Written request: Return the listing below line for line, with no changes to any character.

═════ Task input ═════

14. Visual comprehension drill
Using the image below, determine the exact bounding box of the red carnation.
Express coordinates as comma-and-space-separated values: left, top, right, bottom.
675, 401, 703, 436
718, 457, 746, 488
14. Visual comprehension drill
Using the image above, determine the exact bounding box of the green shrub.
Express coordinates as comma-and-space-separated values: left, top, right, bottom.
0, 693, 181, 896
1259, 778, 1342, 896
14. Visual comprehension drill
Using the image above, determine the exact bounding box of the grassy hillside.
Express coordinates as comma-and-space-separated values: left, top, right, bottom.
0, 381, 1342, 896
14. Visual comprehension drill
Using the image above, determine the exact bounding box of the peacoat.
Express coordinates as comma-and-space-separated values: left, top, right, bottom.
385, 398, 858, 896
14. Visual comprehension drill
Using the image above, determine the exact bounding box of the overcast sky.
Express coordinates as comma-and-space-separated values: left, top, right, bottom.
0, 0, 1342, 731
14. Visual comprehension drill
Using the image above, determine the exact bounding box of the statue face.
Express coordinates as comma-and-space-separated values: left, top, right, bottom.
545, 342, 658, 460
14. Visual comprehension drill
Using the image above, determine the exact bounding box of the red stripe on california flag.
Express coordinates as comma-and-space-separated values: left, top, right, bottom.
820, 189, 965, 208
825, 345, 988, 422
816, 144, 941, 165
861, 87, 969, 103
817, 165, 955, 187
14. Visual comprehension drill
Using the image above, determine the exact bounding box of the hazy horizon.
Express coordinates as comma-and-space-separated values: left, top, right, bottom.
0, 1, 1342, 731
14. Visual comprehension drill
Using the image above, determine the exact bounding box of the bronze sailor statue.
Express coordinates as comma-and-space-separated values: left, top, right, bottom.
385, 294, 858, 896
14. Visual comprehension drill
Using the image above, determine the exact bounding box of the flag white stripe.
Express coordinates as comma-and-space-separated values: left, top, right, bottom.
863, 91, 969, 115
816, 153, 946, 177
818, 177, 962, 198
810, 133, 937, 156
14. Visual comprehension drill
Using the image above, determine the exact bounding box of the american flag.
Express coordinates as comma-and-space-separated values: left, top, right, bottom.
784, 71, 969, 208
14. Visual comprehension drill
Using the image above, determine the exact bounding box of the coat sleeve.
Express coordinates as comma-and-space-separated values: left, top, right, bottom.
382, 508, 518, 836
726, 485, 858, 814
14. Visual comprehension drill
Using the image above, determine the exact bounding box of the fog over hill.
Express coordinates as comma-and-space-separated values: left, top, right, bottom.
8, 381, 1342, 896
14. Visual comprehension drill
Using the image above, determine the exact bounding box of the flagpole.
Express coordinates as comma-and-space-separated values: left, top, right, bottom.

═════

Exercise result:
14. Visual comprehension drill
Using the image below, determine the exact bounding box of the red carnation.
Express coordinates as comma-and-space-separated values: left, top, right, bottom.
675, 401, 703, 436
718, 457, 746, 488
14. Visual comprehension drill
Using the image above, determine the exact bounding box of the green shrub.
Express coordinates as comma-and-space-separated values: left, top, right, bottom.
0, 693, 181, 896
1259, 778, 1342, 896
14. Visual comprehension drill
Using the image above, determine the exact bounding box of the grassy hillside.
Express coordinates as comma-and-space-separated values: left, top, right, bottom.
0, 381, 1342, 896
14. Visual comprehension drill
Using the image above, determine the exact bounding box of the peacoat.
Express coordinates as comma-and-space-separated values: left, top, right, bottom.
385, 398, 858, 896
14. Visual comprehension drill
Using the image above, determine the exact bounding box of the overcast sky.
Express coordinates as comma-and-space-separated values: left, top, right, bottom.
0, 0, 1342, 731
14. Visual comprehension drill
Using the image above, determine the exact bounding box of the statue face.
Express coordinates as comma-and-space-separated values: left, top, right, bottom.
545, 342, 658, 460
14. Visual comprehension drill
Using the image above, determine the exact bounding box of the red stripe on california flag.
Express coordinates as comma-and-space-separated values: left, top, right, bottom.
820, 189, 965, 208
825, 345, 988, 422
816, 144, 941, 165
861, 87, 969, 103
817, 165, 955, 187
14. Visual comprehension drill
Using the image above, determine the exact bounding box of the hazy horizon.
Express coordinates as comma-and-space-separated values: left, top, right, bottom.
0, 1, 1342, 731
14. Visual comprehension drill
Using the image above, determine the exact bounding box of the bronze sailor statue.
Express coordinates as comma-and-space-separated values: left, top, right, bottom.
385, 294, 858, 896
14. Visual comprehension drill
Using the image above, determine the exact bounding box of the flag white stripe.
Express coordinates as comma-and-space-separated values: left, top, right, bottom.
863, 91, 969, 115
816, 153, 946, 177
818, 177, 962, 198
810, 133, 937, 156
14. Visual comprehension drill
Using the image above, determine the exact bounding box of the american flag.
Express coordinates as comma-and-space-separated values: left, top, right, bottom.
784, 71, 969, 208
14. Visual comprehension drill
Using the image above, determine the exact bounding box of the coat sleeve.
Express coordinates as comma-and-space-separated values: left, top, right, bottom.
382, 508, 518, 836
726, 485, 858, 814
14. Visual comprehension drill
Using the image above, determine the exact bounding box of the fog over hill.
Express coordinates as comma-and-space-separated values: left, top, right, bottom.
8, 381, 1342, 896
14. Visual comprehension drill
Using the image above, determine the exact bounding box of the flagpole.
Express coordinates as comma-and-space-separated values: left, top, right, bottom.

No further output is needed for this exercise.